• Given exercise
Copy the items below word for word, starting at the line that contains "Provide one point per instance of the grassy" and running through the last line, both included.

Collected data:
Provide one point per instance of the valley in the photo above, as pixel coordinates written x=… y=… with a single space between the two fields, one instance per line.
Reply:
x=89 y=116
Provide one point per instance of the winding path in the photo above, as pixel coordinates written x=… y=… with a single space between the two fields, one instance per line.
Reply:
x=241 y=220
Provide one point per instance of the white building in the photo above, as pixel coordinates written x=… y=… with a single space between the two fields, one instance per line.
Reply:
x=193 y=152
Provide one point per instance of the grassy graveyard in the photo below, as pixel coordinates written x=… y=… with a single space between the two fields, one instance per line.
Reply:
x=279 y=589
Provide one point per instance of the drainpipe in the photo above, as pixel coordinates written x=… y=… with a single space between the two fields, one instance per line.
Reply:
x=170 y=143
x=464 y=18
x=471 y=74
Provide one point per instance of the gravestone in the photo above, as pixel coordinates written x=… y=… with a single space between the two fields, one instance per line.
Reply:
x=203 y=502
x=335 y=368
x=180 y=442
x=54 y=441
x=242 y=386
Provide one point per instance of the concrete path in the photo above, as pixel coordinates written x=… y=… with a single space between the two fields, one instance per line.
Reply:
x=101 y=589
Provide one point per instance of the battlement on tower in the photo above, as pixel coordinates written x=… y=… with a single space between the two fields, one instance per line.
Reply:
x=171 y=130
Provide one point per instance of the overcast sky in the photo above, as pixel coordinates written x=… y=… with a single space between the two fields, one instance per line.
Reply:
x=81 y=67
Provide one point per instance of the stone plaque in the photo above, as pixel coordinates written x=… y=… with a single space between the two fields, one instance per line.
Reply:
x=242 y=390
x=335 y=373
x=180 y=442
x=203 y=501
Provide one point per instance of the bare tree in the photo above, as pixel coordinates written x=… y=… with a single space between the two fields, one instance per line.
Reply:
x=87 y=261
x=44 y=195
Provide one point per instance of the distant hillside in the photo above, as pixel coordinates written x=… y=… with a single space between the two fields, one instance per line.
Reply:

• Reply to the task
Provide one point per instance of the grassy graveyard in the photo below, as pixel coordinates written x=… y=… with a single space between the two fields, one instance per line.
Reply:
x=279 y=589
Provide one point per instance of the drainpipe in the photo above, as pixel coordinates written x=… y=… with a single space between the two fields, one instance per line.
Reply:
x=170 y=143
x=464 y=18
x=471 y=74
Provide one point per instance of the gravestone in the photo above, as pixel coordinates written x=… y=… with a single space between the two fields, one instance per line.
Reply:
x=203 y=502
x=335 y=368
x=180 y=442
x=54 y=441
x=242 y=386
Provide one point per instance of the concrete path in the photo above, as pixel coordinates written x=… y=… with a single space between the two fields, one instance per line.
Reply:
x=101 y=589
Provide one point per instance of the battlement on tower in the photo above, as pixel coordinates written x=… y=… with a single space between the two fields, one instance per line.
Reply:
x=171 y=130
Provide one point per instance of the overcast sky in the photo above, as pixel coordinates written x=… y=… with a single space between the two fields, one instance per line.
Reply:
x=81 y=67
Provide one point per instance of the stone plaque in the photo above, as pixel coordinates written x=… y=… with a single space between the two fields, one instance per line.
Reply:
x=242 y=390
x=335 y=373
x=180 y=442
x=203 y=501
Provide one point per instance of the bare tree in the photo above, as pixel coordinates written x=… y=… with a single space between the two fields, one instance per line.
Reply:
x=87 y=261
x=44 y=195
Provide one point per instance of the distant hillside in the photo above, as pixel coordinates written x=… y=… with a single space between the two fields, one instance per line.
Reply:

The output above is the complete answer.